Return every line of the material below that contains the string "tire". Matches are case-sensitive.

» **Records**:

▼

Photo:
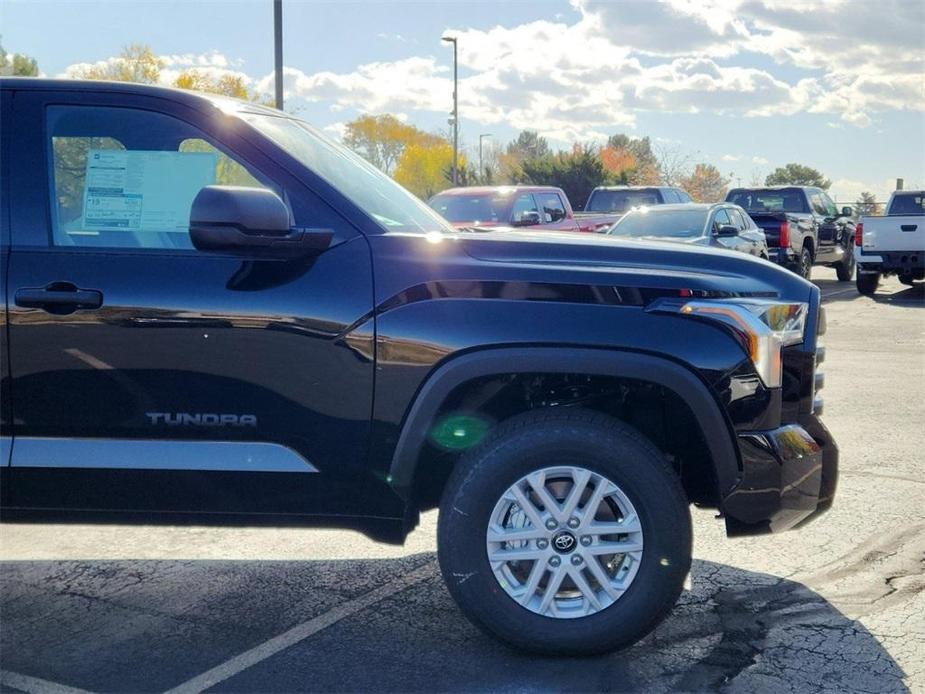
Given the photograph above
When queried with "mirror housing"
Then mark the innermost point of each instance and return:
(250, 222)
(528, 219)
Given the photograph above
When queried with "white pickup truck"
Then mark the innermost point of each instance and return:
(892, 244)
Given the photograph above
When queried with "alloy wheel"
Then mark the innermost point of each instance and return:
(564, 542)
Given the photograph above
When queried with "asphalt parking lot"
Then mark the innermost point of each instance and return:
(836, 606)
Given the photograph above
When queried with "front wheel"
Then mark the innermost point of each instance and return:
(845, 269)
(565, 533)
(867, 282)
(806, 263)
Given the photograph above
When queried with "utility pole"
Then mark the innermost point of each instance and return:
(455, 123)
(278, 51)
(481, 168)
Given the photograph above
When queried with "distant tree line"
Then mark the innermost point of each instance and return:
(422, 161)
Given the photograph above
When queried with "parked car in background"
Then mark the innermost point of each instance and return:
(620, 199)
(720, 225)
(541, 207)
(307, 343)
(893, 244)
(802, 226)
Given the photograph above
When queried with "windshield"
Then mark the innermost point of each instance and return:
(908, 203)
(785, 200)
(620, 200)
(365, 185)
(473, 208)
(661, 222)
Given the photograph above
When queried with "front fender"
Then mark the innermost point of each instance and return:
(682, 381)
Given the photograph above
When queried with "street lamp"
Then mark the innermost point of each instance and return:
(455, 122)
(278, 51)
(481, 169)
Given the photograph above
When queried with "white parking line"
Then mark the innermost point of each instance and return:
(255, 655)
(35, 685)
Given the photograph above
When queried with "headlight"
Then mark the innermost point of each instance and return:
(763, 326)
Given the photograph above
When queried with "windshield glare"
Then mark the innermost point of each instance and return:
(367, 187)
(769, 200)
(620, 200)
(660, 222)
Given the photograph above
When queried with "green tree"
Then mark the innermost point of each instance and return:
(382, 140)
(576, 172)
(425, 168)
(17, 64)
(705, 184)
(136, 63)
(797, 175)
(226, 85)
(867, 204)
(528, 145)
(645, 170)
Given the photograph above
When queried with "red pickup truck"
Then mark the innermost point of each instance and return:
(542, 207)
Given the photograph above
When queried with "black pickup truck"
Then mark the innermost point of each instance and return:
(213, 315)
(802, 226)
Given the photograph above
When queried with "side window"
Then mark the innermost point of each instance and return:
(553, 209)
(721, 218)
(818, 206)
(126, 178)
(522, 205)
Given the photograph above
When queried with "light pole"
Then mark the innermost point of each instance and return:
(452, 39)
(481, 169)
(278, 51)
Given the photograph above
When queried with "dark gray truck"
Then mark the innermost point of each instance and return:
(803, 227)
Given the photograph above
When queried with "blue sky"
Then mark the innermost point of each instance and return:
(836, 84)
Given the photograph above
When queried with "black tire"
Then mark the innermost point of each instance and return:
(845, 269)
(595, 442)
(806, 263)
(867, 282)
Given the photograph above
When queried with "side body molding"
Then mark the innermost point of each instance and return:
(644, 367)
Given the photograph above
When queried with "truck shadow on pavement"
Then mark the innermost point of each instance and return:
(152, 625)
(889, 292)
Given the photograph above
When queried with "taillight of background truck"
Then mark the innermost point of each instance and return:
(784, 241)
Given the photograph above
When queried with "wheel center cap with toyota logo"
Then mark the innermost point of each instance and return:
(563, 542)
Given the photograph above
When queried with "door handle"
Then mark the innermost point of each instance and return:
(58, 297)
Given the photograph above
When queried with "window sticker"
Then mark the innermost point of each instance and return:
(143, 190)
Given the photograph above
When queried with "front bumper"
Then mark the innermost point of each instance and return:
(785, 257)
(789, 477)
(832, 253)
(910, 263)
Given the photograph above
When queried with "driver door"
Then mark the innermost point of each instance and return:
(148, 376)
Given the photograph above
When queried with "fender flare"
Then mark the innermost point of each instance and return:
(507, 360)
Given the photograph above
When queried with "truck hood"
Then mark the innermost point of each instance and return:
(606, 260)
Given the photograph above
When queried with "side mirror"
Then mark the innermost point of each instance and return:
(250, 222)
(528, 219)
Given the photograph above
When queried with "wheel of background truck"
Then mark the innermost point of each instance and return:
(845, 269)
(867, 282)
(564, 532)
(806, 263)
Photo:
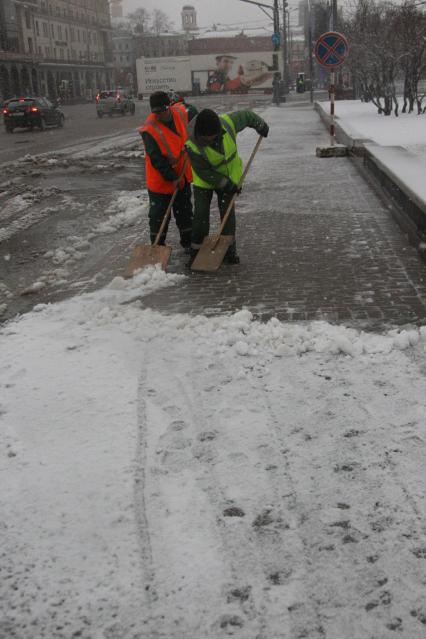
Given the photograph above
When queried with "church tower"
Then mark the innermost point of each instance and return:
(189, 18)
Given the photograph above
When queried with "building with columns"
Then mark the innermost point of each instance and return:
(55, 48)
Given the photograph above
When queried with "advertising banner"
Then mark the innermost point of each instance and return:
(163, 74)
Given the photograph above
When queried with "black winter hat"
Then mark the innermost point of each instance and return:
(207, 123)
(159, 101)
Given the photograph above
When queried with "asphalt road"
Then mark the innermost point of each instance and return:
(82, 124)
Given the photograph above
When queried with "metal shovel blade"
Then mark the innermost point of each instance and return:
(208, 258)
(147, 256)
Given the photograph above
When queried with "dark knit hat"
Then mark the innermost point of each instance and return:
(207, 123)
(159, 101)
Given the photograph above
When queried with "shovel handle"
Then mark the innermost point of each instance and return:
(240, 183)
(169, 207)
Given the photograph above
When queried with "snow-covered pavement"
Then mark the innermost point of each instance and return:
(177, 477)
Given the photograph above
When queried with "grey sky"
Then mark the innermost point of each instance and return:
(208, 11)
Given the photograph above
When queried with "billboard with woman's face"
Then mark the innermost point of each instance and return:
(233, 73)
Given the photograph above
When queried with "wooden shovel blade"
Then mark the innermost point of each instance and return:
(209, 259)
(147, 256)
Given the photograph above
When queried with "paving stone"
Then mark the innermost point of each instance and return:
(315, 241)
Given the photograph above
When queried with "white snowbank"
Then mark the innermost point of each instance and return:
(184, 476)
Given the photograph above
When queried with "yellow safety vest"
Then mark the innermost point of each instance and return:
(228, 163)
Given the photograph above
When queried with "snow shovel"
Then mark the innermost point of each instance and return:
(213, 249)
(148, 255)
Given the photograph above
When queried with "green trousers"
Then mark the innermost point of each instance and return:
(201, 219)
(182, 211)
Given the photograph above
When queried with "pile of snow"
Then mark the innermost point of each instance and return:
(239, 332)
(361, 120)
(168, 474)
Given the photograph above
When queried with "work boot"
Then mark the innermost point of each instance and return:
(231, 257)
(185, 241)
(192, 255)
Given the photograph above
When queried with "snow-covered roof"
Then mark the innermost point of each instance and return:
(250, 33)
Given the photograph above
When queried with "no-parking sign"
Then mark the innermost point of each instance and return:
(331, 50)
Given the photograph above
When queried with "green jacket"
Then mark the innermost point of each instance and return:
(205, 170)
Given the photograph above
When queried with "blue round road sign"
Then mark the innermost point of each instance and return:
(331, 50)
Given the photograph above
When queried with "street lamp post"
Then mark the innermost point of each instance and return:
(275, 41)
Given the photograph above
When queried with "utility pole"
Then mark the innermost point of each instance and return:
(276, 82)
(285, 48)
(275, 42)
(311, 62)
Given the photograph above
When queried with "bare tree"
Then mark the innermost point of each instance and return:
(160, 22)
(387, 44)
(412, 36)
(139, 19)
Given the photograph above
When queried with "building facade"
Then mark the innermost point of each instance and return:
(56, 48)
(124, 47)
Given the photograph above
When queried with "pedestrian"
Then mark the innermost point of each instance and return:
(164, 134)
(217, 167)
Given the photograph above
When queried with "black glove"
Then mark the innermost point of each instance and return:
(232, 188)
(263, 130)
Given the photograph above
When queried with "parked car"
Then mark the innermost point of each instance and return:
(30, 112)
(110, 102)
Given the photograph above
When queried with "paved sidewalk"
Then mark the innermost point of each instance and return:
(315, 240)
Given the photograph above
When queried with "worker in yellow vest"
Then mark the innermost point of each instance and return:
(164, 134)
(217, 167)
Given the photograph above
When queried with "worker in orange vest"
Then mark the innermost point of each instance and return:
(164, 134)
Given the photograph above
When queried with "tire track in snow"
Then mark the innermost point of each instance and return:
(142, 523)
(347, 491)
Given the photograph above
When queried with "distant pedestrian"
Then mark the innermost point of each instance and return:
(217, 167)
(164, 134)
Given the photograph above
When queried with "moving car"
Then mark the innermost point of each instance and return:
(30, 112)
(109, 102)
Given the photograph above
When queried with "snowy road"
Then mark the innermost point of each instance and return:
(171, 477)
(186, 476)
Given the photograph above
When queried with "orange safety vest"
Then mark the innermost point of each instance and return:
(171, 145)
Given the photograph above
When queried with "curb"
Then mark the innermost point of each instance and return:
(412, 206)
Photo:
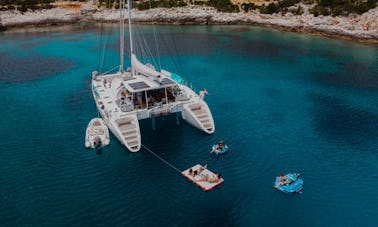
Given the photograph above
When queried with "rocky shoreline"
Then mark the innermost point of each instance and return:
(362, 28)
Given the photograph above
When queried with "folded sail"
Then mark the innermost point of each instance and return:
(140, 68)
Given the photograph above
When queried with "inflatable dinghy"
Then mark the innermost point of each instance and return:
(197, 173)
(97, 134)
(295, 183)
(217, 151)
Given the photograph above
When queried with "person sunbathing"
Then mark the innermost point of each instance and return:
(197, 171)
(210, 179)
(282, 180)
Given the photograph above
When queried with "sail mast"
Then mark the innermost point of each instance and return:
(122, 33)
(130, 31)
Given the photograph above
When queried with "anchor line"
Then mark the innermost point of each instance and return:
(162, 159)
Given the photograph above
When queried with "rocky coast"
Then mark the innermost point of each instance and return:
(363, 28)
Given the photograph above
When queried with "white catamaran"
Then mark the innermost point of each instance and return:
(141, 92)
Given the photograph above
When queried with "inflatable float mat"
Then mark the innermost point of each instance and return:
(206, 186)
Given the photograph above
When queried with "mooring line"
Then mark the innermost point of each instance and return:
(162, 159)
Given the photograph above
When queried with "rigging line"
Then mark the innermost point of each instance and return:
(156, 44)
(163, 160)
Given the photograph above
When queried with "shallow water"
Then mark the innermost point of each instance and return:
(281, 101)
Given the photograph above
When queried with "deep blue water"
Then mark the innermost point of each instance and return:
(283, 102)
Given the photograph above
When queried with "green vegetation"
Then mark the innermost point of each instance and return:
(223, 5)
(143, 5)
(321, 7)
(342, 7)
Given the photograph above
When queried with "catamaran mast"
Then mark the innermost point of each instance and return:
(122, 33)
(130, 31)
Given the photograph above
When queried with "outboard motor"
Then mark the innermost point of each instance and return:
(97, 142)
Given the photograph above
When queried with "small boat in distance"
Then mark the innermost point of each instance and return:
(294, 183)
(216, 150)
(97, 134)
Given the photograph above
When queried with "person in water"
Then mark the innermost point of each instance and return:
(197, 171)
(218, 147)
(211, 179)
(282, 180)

▲
▼

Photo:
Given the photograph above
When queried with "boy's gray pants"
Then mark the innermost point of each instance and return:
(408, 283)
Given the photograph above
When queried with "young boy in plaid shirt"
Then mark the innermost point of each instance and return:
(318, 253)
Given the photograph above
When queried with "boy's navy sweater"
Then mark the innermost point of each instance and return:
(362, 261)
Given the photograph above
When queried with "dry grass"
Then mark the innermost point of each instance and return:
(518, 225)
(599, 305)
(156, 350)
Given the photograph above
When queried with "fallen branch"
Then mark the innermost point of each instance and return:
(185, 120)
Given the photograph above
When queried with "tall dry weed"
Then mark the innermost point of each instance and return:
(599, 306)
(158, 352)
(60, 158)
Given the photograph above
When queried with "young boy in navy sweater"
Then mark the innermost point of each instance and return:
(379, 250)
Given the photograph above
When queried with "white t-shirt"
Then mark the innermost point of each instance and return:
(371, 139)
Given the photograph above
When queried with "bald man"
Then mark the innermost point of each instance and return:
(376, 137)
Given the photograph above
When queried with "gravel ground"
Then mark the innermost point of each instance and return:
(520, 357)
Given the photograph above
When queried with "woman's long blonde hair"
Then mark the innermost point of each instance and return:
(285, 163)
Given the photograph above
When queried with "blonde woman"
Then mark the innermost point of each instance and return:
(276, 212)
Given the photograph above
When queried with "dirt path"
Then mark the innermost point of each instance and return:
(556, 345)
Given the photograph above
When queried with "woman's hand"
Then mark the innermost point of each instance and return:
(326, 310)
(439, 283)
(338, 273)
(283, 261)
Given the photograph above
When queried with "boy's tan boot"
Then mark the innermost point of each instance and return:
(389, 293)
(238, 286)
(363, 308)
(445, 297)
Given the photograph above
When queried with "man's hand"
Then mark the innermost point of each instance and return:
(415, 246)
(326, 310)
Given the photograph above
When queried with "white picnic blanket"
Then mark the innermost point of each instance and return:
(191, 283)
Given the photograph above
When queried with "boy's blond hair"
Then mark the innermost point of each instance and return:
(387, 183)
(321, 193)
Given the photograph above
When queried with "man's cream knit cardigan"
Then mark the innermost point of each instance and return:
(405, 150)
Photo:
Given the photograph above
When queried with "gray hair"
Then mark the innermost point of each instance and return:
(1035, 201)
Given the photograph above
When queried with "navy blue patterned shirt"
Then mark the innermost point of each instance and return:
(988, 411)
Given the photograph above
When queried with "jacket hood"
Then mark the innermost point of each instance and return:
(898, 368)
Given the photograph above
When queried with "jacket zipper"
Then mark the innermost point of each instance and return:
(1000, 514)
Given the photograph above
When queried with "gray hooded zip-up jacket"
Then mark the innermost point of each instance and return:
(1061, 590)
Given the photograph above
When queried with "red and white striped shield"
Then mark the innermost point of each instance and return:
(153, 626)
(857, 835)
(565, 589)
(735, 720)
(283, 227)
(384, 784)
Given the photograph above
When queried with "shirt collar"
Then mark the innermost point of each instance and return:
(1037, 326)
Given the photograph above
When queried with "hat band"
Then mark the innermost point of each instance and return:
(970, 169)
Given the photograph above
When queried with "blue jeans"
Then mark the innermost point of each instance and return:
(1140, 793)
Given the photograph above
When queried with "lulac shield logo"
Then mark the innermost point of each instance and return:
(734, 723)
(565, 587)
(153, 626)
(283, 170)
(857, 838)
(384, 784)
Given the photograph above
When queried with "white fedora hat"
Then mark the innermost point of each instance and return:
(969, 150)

▲
▼

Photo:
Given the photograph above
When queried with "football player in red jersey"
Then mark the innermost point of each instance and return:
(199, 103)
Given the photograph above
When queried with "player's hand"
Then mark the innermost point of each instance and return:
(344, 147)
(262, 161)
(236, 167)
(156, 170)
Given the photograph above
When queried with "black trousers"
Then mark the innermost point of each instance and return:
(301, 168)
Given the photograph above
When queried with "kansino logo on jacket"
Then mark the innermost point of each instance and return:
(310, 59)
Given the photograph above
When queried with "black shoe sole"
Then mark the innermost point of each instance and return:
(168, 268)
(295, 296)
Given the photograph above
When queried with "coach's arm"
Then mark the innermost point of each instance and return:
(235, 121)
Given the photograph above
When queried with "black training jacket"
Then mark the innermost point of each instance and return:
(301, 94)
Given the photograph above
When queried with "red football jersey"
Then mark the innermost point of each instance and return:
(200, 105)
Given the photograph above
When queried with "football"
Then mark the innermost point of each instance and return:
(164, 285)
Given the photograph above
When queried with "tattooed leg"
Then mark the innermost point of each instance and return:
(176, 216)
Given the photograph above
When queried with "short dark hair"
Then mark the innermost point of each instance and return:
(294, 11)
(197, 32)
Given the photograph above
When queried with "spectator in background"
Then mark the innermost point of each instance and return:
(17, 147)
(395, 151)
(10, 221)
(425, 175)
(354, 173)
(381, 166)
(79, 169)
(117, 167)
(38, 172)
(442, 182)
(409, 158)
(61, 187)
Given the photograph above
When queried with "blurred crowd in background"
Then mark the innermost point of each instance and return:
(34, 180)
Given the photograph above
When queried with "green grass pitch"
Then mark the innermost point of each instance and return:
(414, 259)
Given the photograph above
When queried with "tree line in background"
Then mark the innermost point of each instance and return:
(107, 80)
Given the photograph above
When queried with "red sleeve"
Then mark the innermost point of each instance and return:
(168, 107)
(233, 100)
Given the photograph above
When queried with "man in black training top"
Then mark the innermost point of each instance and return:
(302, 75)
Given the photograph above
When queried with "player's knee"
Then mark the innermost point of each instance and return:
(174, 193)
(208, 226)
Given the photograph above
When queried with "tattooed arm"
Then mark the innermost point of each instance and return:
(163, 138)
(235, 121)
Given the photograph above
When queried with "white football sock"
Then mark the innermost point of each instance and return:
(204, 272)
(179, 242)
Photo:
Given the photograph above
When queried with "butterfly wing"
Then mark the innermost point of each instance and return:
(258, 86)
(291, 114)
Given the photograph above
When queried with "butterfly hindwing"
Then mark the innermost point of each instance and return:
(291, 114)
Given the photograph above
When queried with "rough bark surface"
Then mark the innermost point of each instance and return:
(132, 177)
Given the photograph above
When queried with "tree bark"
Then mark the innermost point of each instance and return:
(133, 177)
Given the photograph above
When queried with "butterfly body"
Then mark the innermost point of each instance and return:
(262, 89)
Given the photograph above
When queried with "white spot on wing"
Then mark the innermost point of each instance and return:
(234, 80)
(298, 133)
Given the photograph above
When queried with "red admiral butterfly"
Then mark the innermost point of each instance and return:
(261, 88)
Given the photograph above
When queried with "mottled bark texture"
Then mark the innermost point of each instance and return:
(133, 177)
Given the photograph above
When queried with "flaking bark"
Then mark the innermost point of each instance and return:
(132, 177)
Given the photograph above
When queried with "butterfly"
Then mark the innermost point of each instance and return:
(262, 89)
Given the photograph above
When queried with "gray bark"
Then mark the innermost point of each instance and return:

▲

» **Full response**:
When queried with "black tire"
When queried with "tire track in snow"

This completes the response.